= WHAT IS BEING ASKED =
Pull out every line of the records below that contains the string "tree", and treat uppercase and lowercase letters as different.

= RECORD EXCERPTS =

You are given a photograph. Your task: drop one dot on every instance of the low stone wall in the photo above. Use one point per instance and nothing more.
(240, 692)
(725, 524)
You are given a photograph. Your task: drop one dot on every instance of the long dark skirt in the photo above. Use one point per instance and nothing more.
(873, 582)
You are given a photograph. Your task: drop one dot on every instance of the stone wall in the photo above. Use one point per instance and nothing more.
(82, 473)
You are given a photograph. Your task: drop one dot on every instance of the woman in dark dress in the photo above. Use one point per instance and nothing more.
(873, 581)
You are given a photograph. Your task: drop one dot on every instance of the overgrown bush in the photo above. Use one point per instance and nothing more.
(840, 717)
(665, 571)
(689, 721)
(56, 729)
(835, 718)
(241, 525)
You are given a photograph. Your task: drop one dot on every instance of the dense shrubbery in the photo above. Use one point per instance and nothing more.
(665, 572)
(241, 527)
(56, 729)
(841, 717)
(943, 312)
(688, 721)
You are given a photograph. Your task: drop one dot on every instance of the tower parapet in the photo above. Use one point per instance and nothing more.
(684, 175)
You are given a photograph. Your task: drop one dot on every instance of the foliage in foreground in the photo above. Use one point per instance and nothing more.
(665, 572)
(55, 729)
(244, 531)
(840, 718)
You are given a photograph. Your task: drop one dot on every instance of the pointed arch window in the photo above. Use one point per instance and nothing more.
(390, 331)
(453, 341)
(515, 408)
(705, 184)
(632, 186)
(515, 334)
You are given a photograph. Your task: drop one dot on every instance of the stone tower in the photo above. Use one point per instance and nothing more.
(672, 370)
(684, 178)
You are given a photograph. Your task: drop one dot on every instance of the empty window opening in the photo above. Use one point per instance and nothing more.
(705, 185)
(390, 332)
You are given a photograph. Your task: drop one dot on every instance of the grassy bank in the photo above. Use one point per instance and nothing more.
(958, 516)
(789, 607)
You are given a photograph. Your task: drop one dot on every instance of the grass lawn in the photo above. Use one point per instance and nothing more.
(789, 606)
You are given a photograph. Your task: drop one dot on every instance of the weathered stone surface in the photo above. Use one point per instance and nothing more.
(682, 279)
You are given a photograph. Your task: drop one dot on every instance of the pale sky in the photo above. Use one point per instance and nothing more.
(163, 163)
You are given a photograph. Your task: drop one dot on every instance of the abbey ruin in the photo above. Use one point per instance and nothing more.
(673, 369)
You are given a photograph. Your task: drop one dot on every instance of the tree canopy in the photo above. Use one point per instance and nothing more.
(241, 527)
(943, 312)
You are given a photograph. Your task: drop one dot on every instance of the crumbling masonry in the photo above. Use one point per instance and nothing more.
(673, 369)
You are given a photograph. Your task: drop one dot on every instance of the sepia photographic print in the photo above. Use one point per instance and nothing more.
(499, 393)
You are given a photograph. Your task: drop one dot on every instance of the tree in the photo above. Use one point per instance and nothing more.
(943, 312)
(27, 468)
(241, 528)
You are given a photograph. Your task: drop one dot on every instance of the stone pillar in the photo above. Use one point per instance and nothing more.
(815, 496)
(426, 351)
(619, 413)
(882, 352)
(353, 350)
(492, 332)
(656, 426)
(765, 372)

---

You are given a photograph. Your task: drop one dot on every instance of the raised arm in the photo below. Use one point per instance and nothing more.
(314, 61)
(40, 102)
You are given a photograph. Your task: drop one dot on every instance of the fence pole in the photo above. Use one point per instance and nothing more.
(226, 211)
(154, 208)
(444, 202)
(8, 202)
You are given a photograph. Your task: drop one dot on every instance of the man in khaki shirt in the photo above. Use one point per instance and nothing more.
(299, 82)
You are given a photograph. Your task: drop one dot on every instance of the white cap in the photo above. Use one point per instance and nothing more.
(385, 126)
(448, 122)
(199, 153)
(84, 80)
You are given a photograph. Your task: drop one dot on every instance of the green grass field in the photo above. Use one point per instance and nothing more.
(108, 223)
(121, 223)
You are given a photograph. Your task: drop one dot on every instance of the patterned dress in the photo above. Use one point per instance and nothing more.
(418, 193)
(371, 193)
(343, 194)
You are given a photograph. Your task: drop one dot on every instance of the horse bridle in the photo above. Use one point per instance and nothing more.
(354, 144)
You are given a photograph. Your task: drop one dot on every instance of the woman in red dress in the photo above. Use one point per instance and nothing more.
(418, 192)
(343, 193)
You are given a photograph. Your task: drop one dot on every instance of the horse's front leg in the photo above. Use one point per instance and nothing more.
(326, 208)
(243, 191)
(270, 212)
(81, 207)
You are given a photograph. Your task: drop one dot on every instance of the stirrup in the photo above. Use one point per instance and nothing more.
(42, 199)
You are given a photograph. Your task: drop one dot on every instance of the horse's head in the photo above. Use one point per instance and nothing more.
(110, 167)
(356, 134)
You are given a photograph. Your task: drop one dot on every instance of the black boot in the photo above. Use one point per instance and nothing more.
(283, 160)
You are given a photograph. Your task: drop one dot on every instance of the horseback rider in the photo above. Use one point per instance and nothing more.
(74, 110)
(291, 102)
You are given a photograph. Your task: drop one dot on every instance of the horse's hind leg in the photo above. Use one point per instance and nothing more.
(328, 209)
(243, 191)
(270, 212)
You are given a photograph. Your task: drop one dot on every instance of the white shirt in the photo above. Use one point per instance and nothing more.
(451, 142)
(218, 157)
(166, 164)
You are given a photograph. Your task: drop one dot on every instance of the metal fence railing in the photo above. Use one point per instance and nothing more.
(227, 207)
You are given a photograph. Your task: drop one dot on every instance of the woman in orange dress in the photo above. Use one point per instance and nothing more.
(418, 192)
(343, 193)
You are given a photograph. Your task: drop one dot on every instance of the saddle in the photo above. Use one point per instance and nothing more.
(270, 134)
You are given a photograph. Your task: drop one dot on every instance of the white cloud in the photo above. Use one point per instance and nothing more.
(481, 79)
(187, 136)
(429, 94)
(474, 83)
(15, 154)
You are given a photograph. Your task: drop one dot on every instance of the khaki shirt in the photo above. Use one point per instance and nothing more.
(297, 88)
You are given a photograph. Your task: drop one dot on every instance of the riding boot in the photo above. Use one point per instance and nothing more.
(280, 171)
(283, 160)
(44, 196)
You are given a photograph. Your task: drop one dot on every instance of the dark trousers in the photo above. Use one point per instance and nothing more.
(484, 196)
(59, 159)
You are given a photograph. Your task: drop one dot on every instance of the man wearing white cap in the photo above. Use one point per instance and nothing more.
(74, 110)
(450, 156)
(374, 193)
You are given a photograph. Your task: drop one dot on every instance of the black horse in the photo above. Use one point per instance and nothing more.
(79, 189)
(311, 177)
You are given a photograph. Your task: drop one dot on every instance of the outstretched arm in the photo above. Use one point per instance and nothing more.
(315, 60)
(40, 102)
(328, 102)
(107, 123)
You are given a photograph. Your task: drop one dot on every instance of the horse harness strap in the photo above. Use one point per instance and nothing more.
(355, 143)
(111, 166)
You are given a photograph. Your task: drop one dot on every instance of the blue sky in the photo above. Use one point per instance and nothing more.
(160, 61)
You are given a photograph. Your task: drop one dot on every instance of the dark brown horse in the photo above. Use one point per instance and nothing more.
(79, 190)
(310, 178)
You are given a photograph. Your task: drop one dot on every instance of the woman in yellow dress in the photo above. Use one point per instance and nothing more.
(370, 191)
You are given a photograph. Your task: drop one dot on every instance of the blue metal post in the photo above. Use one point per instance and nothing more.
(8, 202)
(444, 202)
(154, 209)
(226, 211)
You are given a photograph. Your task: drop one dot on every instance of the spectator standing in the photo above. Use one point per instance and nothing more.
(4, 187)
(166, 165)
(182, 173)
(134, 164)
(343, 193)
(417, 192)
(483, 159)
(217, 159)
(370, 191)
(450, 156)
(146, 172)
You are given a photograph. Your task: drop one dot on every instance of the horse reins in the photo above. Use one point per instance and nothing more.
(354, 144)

= COMPLETED TASK =
You are given a photograph. Your task: drop one dot on every instance of the tree canopy in the photo above. Use one point per instance and nothing more.
You are given a photograph. Your task: drop one dot on every instance of the tree in the photo above. Use one point per instance and nothing more.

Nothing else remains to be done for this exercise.